GIVEN TASK | Repeat the material below word for word, keeping every line in its original order.

DATA PROVIDED |
# # # # #

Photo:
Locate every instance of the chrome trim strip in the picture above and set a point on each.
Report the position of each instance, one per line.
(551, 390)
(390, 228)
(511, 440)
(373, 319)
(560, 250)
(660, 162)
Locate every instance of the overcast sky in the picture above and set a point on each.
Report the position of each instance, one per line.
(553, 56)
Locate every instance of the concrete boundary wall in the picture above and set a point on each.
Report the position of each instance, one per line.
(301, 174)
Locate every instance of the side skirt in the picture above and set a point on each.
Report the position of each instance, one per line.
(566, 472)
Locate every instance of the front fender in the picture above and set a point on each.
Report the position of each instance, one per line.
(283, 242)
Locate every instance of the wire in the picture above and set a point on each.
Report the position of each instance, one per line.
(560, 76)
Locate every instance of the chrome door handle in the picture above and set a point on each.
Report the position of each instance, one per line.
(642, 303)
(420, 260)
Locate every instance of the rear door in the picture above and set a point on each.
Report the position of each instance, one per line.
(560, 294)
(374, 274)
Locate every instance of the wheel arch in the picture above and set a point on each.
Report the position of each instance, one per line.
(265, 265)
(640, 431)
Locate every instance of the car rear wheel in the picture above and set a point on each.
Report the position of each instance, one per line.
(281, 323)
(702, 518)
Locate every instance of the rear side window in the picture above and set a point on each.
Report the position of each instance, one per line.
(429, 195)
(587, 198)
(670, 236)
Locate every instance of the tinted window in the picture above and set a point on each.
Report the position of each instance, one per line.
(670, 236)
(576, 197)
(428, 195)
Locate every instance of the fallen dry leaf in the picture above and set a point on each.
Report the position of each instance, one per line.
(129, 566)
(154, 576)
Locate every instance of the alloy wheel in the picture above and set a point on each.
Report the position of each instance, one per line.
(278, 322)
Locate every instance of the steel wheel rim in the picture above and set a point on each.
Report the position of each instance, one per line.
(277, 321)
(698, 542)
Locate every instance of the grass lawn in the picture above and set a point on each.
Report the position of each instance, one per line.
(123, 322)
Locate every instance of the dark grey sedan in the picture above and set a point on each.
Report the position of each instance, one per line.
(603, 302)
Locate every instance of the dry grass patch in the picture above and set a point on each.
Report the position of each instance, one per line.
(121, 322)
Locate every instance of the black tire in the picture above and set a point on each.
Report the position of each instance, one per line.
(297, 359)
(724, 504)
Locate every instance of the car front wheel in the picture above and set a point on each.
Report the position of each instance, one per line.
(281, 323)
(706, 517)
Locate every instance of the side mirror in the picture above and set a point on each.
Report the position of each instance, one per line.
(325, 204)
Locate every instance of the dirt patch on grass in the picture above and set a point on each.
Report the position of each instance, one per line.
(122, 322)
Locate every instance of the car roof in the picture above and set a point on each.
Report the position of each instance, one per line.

# # # # #

CORRECT OUTPUT |
Photo:
Locate every instance of the chrome trim strip in the picture above and set a point on each.
Report the position of each instance, one per line.
(551, 390)
(390, 228)
(511, 440)
(373, 319)
(560, 250)
(660, 162)
Locate every instance of the overcast sky in the picture above and set a point on each.
Report the position of each instance, one per line.
(553, 56)
Locate every instance of the concrete boundary wall in the picture above and set a point on each.
Report the position of each instance, one per line.
(301, 174)
Locate every instance of the side skirt in the picture above and set a point on each.
Report the position of each instance, one per line.
(566, 472)
Locate every instance of the front fender in the picture above and set a point on each.
Report the position of each instance, one per line.
(283, 242)
Locate every instance of the wire in the picture above and set a point on each.
Report the position of each instance, one per line.
(560, 76)
Locate every instance of the chrome door handle in the picture above and set a point on each.
Report the position of each instance, one per line.
(642, 303)
(420, 260)
Locate every instance of the rear door in the picture above and set a point on each.
Report the position of each instance, one per line.
(560, 294)
(374, 274)
Locate every instance of the wheel arch in the picture above and set a point on each.
Report the position of each instance, one per line.
(265, 265)
(640, 431)
Locate every instance of the car rear wheel in the picture above and set a point on each.
Report the position of each instance, one per line.
(281, 323)
(702, 518)
Locate every instance of the rear side window in the picture above and set a point on each.
Report the position of each instance, one per line.
(429, 195)
(587, 198)
(670, 236)
Locate every instance of the tinted window in the picture above and set a point on each.
Report the position of each instance, one per line.
(670, 236)
(576, 197)
(428, 195)
Locate every instance of the fallen dry leaf in the picture above and set a point on each.
Report the position of each instance, one per line.
(129, 566)
(154, 576)
Locate every instance of the alloy wheel in the picture above and set a point on each.
Report the position of each instance, one per line.
(278, 322)
Locate every instance of the steel wheel rim in the picture above and set a point on each.
Report the position of each instance, one per line.
(277, 321)
(698, 542)
Locate every instance of the grass lawn in the picture above and set a point on each.
Report the position of each instance, one per line.
(123, 322)
Locate every instance of the dark grey sedan in the picture above and set a point on each.
Report the position of each instance, one per line.
(603, 302)
Locate every instance of the dry grass patch in the picture above and set a point on each.
Report the position of each instance, one per line.
(121, 322)
Locate every instance of the black tire in the picture above and set a point on each.
Report the position of each instance, one per line.
(297, 359)
(724, 504)
Locate every instance of the car front wheel in the picture above and set a point on each.
Report the position of each instance, one per line.
(281, 323)
(706, 517)
Locate every instance of the side mirror in the picture above and set a point on each.
Report the position of each instance, one per line.
(325, 204)
Locate every instance of the dirt patch on grass in the picture above and set a point on each.
Report the position of each instance, one per line.
(122, 322)
Locate every instance of the car roof in the picture above and set a point on each.
Report the position of each instance, one per line.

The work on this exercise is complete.